Texto:
- - - -

Cuando desperté esta mañana llovía y me pregunté si la lluvia alejaba o multiplicaba el virus. Me vino a la mente la voz «miasma», tan decimonónica, tan esponjosa, tan propia del miedo de los hombres a la muerte que acecha desde una biología ignota: los cadáveres, los pantanos, las marismas. Y no me gustó que fuera esa palabra odiosa la primera que me rondara esta nueva jornada de reclusión. Bien es verdad que más me disgustó reparar en que hace días que desaparecieron las erecciones matutinas, que siempre hemos tenido los hombres y las mujeres por una señal de buena salud.

No mejoró mi ánimo el repaso del informe del Grupo de respuesta al virus del Imperial College de Londres firmado por Neil Ferguson et al. que, aunque datado ayer, ha sido la sensación del día. Las microsimulaciones ensayadas por estos expertos arrojaron unos resultados que uno quisiera llamar inquietantes para no malgastar adjetivos como terrible, horrible o brutal. Esos tres últimos nos van a hacer mucha falta después, así que haremos bien reservándolos, como reserva el chef las colas de los camarones después de tener listo el fumé. El informe ha desatado un intenso debate sobre los modelos de contención y supresión de la pandemia. Se discute sobre tipos de confinamiento, va ganando fuerza la idea de un «confinamiento estratificado» que iría aplanando la curva mediante sucesivas liberaciones de contingentes de población segmentado por edades. Los individuos de estos contingentes que consigan sobrevivir se irían inmunizando y mejorando así el índice de supervivencia general de la población humana. ¡Ah, si es que estamos viviendo en el guion de una película apocalíptica, tú! Intenté representarme gráficamente este procedimiento y se me ocurrió que es algo parecido a esos grupos de embarque en los que nos segmentan a la hora de subir a un avión: el prioritario, que a veces son dos distintos, y después por números hasta la 3 o el 4, según la envergadura del aparato. Bien, el confinamiento estratificado vendría a ser la puesta en marcha de ese sistema de subir gente al avión controlándola con guardias armados en ciudades perimetradas con tropas, mientras el piloto en la cabina, despeinado y confuso, le reza a la Virgen de las Miasmas para que el aparato obedezca a las leyes de la física y no se le caiga.

- - - -

Material proporcionado:
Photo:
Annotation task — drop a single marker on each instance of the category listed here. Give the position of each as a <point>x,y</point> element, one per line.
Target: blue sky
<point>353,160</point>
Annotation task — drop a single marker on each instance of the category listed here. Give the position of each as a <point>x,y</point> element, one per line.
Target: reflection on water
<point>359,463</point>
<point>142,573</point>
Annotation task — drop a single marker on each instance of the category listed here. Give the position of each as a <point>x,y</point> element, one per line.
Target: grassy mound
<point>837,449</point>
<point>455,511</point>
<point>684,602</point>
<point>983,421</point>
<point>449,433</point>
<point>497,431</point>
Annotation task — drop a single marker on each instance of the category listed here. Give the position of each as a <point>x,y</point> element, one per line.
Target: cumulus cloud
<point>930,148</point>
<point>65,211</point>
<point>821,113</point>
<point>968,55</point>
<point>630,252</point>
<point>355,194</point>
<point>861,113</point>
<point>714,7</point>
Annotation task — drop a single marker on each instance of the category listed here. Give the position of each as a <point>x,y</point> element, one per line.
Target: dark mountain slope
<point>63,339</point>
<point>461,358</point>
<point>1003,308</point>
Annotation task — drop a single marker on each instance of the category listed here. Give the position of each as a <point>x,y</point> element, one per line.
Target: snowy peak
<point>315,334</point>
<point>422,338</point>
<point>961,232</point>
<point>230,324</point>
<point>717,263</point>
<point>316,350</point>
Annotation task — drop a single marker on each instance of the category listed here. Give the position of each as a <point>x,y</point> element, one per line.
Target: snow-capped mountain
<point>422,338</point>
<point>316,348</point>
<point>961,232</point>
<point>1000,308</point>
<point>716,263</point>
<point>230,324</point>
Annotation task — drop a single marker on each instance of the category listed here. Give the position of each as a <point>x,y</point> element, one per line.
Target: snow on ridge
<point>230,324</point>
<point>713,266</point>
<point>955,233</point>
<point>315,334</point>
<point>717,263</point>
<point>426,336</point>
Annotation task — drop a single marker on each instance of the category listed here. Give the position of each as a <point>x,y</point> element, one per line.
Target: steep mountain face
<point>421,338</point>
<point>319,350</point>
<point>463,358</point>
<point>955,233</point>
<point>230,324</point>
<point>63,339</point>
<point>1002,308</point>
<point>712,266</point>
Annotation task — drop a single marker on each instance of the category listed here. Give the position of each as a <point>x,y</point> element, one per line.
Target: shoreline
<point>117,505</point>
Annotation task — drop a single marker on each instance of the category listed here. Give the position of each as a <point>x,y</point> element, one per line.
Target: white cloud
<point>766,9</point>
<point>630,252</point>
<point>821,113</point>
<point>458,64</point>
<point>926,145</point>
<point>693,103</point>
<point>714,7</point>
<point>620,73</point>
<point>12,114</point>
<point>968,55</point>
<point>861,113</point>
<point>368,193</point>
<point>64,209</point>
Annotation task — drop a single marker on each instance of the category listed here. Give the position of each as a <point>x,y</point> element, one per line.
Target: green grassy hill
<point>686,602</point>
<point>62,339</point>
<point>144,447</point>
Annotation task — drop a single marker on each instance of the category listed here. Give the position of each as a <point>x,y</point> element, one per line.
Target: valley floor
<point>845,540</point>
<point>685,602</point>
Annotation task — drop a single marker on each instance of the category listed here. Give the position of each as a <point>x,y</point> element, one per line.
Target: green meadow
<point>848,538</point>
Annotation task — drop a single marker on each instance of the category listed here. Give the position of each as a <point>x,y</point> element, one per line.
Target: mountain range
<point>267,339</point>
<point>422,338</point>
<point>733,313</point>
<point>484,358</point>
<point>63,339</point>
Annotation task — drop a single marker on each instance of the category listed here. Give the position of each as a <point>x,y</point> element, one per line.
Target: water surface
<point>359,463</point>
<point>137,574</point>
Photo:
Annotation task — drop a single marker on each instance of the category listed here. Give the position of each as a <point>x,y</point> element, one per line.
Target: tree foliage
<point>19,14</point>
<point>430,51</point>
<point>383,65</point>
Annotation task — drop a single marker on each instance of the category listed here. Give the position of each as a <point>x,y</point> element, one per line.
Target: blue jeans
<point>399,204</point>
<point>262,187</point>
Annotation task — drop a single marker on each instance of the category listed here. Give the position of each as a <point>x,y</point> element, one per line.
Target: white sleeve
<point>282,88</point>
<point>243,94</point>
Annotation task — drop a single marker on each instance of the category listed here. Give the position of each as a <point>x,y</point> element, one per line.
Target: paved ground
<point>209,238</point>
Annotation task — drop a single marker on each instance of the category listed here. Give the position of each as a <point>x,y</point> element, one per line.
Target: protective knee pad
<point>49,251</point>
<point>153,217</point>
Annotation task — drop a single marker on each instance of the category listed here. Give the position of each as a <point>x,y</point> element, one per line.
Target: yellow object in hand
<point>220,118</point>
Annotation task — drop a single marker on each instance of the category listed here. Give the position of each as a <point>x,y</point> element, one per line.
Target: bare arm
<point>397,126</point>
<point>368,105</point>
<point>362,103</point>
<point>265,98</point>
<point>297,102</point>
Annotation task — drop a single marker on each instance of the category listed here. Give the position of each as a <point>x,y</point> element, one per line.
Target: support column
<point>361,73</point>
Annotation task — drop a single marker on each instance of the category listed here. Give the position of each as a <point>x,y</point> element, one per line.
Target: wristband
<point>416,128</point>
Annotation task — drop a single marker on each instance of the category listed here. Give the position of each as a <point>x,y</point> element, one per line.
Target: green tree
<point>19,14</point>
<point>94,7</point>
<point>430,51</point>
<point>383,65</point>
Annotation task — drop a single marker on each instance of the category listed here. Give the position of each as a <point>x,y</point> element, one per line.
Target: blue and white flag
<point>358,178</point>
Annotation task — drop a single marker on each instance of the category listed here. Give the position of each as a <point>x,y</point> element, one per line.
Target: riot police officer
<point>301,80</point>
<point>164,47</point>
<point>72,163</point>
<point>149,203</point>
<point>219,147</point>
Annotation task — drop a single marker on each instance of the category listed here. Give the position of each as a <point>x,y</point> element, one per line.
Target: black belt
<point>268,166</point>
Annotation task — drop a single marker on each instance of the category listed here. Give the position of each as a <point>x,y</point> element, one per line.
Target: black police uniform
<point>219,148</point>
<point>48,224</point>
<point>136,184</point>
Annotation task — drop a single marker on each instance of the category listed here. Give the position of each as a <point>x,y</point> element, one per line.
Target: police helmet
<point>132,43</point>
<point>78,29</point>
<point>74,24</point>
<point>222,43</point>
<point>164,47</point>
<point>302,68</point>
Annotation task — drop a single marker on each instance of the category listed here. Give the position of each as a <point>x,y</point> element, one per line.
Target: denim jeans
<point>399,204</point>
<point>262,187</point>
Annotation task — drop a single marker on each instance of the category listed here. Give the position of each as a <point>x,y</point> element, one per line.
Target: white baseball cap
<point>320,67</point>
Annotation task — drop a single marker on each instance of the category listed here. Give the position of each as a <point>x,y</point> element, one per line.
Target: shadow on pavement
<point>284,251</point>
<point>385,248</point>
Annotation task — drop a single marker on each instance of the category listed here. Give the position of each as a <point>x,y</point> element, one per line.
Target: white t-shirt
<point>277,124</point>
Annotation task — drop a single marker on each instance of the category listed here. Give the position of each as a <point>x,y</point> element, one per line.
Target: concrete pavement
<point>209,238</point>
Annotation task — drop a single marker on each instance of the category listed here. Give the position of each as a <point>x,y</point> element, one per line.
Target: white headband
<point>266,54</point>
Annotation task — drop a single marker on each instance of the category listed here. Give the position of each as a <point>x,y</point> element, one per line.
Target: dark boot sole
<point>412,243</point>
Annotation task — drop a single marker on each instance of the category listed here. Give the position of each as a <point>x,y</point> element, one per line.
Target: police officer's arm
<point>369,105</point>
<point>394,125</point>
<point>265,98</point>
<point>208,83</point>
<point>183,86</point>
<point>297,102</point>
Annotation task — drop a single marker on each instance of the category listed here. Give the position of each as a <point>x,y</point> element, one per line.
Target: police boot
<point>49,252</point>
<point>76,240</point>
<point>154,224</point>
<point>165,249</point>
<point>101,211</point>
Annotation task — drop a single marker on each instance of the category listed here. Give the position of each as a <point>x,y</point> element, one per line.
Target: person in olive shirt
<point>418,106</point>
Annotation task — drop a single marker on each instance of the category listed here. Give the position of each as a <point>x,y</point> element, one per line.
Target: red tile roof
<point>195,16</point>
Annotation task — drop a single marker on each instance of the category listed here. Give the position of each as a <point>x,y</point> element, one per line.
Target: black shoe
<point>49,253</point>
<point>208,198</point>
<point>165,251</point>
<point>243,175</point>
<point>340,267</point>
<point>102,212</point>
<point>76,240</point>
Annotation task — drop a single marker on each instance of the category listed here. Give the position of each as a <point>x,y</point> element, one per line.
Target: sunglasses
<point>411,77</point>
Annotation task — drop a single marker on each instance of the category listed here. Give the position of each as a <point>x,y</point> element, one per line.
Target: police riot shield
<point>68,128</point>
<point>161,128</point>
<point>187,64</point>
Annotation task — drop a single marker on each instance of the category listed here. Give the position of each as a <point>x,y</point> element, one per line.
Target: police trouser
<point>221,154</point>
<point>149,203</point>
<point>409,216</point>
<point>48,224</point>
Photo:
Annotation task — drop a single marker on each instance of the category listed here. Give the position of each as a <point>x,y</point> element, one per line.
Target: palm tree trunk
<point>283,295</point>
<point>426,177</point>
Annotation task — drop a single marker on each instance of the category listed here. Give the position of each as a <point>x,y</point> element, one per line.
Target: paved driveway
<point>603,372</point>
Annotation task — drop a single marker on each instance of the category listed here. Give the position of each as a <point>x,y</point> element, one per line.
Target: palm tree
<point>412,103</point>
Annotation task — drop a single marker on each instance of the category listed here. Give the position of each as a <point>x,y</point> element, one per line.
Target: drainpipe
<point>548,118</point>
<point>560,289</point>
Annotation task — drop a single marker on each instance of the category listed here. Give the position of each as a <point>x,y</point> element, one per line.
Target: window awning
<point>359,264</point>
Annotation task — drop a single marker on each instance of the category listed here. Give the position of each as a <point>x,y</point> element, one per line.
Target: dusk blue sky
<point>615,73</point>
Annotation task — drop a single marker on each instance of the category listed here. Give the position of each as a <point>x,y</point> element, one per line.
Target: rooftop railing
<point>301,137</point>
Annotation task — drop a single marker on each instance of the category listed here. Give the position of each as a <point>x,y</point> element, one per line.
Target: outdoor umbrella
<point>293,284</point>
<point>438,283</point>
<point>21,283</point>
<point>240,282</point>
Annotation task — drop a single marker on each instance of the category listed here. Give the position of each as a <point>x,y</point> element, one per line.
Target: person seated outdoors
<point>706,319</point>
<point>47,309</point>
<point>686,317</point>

- - - -

Ejercicio 1:
En el texto sobre la reclusión por el virus, ¿qué grupo elaboró el informe que fue la sensación del día?
Ejercicio 2:
Prolonga el texto sobre la reclusión por el virus a partir de su última oración.
Los registros no tienen ningún papel en esto.

Respuesta escrita 1:
El Grupo de respuesta al virus del Imperial College de Londres.

Respuesta escrita 2:
Mi amigo G. me llamó para insistir en que debo enfermar antes. «Cuanto antes caigamos enfermos mejor, porque estaremos inmunizados cuando la cosa reviente», arguye. G. quiere que subamos a un helicóptero, antes de que los epidemiólogos decidan nuestro lugar en la cola de embarque del Boeing.

Hoy el trabajo sobre Grossman me dio muchas alegrías. Emociona corregir lo que antes tacharon la censura y la autocensura. Tendremos una edición prístina de este libro, donde el lápiz de tachar de los censores se notará menos, mucho menos. No podía haberme tocado empresa más edificante para dedicarle todas las horas que le hurto estos días al miedo a enfermar y morir.

A media tarde bajé a la calle unos minutos para que Bruno se aliviara. Había un tipo gordo comiéndose un cono de helado apoyado en una farola. Era el único humano a la vista. En la camisa de uniforme se leía Ascensors Martí. Estoy seguro de que no había visto una imagen semejante en esta calle jamás. La pandemia promueve la indolencia y provoca que los gordos dejen de esconderse para tomar helado. Es la desinhibición propia de todos los estados límite.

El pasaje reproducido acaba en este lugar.